[Start of section]

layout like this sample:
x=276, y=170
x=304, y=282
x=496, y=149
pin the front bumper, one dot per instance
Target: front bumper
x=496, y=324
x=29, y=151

[End of section]

Instructions to follow
Output all preceding records character for character.

Reply
layout like this sample:
x=276, y=170
x=304, y=282
x=496, y=149
pin the front bumper, one dot per instance
Target: front bumper
x=496, y=324
x=29, y=151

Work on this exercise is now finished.